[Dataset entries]
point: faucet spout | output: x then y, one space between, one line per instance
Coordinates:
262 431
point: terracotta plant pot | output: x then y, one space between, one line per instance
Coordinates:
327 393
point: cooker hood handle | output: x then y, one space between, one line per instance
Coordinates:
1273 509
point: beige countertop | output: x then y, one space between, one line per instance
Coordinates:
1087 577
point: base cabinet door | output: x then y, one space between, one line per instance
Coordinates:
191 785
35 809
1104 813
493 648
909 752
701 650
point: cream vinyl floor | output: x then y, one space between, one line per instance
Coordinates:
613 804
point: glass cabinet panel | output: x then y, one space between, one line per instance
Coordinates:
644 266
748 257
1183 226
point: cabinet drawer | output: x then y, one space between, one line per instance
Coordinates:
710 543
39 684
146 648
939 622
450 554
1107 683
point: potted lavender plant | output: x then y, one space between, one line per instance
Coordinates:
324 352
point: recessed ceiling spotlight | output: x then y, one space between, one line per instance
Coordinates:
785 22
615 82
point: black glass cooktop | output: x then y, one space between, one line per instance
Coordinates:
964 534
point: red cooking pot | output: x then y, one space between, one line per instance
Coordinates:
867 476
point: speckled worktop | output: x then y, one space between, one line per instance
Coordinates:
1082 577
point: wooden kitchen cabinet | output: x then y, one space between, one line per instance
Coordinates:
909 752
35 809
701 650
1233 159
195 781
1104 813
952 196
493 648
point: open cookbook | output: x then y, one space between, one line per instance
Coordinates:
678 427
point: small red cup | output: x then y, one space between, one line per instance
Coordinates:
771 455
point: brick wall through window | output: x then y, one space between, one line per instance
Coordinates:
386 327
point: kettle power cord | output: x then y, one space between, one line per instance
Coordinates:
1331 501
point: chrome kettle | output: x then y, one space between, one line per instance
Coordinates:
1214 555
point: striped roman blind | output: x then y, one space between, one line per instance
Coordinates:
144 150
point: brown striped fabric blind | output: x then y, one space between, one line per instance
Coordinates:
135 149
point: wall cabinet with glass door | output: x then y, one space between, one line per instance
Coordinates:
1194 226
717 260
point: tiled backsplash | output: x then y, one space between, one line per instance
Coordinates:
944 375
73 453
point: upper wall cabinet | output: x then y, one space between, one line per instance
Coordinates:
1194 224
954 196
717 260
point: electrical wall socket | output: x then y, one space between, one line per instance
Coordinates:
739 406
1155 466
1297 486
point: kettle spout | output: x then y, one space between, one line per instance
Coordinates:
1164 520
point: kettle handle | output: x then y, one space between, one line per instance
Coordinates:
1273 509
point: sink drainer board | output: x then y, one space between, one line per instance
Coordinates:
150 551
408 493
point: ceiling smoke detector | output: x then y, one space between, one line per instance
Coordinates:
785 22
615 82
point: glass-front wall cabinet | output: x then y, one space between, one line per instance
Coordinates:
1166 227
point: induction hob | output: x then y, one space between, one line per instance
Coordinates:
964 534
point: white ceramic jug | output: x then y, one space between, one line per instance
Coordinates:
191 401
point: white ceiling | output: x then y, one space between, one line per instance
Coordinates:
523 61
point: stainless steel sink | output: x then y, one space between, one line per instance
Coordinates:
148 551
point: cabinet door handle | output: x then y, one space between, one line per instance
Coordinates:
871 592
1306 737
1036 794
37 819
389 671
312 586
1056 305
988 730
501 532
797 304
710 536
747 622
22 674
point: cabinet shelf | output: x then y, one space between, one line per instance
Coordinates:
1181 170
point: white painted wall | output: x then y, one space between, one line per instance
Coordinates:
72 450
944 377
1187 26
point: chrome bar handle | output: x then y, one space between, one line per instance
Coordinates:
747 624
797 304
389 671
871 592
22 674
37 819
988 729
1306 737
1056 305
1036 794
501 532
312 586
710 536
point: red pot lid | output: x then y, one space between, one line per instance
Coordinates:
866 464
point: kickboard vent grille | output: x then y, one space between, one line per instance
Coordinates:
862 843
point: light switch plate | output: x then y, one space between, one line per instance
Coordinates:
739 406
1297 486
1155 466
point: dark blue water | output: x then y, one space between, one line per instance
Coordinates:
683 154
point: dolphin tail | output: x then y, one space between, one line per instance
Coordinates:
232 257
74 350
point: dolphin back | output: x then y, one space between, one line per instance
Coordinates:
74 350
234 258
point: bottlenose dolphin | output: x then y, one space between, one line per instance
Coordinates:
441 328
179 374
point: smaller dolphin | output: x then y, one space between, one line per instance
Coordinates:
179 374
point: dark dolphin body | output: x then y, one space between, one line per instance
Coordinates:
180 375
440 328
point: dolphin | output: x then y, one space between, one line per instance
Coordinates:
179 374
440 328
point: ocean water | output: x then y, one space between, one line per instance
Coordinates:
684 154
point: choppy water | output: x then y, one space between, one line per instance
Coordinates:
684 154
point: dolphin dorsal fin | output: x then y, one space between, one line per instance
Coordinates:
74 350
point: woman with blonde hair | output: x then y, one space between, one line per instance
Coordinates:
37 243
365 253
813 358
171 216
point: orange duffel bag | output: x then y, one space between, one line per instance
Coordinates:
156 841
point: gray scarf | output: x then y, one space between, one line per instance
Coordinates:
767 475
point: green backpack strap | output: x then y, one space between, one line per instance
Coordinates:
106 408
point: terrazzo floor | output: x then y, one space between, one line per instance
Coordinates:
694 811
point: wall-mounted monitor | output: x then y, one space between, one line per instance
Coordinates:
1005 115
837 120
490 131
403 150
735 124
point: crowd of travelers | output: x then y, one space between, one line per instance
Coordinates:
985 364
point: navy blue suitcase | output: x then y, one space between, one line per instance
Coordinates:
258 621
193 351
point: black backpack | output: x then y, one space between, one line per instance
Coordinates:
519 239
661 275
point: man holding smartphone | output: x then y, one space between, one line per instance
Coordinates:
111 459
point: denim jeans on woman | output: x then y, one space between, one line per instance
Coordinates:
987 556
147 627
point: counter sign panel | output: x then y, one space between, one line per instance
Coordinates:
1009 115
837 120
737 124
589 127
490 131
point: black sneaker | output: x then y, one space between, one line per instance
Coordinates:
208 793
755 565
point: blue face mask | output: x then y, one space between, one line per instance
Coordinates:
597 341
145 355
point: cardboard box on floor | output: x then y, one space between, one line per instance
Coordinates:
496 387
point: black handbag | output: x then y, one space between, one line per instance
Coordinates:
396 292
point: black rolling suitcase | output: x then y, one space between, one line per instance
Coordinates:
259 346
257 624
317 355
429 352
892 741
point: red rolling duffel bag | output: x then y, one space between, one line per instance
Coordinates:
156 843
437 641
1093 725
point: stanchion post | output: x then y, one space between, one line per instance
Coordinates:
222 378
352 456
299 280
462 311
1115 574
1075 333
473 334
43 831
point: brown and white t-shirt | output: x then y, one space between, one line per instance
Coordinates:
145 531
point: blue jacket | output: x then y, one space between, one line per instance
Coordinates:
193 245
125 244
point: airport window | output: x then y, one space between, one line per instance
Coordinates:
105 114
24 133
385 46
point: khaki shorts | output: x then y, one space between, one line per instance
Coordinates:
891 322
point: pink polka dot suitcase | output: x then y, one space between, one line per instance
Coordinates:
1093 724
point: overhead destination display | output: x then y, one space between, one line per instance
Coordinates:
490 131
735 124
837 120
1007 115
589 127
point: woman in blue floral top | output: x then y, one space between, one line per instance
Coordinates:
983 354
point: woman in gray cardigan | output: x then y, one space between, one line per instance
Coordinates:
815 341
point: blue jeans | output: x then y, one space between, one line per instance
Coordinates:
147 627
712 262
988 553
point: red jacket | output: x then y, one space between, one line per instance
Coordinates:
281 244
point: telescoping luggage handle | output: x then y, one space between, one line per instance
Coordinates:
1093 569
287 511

Task
Which lines of the records contain the word "floor"? Copy each of them.

Written response
point: cream vinyl floor | output: x then y, one space between, one line per instance
point: terrazzo floor | output: x then y, one space between, one line per instance
point: cardboard box on floor | output: x then y, one space between, one line per instance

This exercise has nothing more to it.